-- START OF Passage shown --
English Language Crisis
This year Japan welcomed a new era in its history. From Heisei to Reiwa, as it stepped into the new era, Japan started preparing for a big change, from politics to education, from technology to business.
The strategy plan “Japan Vision 2020 highlights “Strengthening foreign language communication“¹ as the key element for Japan to become competitive in the rapidly changing international community.
For quite some time, the Ministry of Education, Culture, Sports, Science, and Technology (MEXT) has been ardently attracting overseas students and English-language teachers to ensure an education environment which corresponds to globalization. Back in 1987, with great hopes and expectations, it started the well-known Japan Exchange and Training (JET) recruitment program.
For close to half a century now, the initiative of bringing college students (mostly native speakers of English) to Japan as Assistance Language Teachers hasn’t had a significant impact on people’s English proficiency level. According to the EF English Proficiency Index, Japan is ranked 37th in terms of its (classified as low) proficiency.
In a way, it seems like the strategy of importing native English speakers to Japan to educate English is not producing the desired effect. In the meantime, Japan’s rapidly aging population coupled with its low birth rate has resulted in another major national concern – significant labor shortage.
The answer Japan is seeking to its manpower shortage lies in the development of robots to fill various jobs. Specialized robots are being designed to serve a wide range of applications – from assisting the elderly to educating the people. On a side note, given the shrinking, gaining population crisis, making “Caregiving” an official school subject might not be such a bad idea after all.
What the Future Holds
Wouldn’t it be great to predict the future? Can you imagine how would classrooms and classes look like 50 years from now?
With the rapid progression of technology, the teaching and learning of English (if necessary at all in the presence of high-tech language translation devices which may end everyone’s language barrier issues forever) would take on a whole new meaning.
Gone are the days when teaching English was restricted to building students’ communication and literacy skills.
Schools are no longer interested in English teachers per se. Schools are looking for teachers who can use the English language to prepare the children of today for the world of tomorrow.
Learning English nowadays is not seen as an end itself, but as a means to an end that of nurturing children’s curiosity, creativity, and problem-solving skills.
-- END OF Passage shown --
-- START OF Provided data --
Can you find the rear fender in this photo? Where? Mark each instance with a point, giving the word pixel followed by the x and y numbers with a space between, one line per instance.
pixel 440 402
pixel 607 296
-- END OF Provided data --
According to the passage on Japan's English language crisis, why is Japan developing robots to fill various jobs? Rely on the passage alone, not the listing.

Japan's rapidly aging population and low birth rate have caused a significant labor shortage. Japan sees robots that can fill various jobs as the answer to that manpower shortage.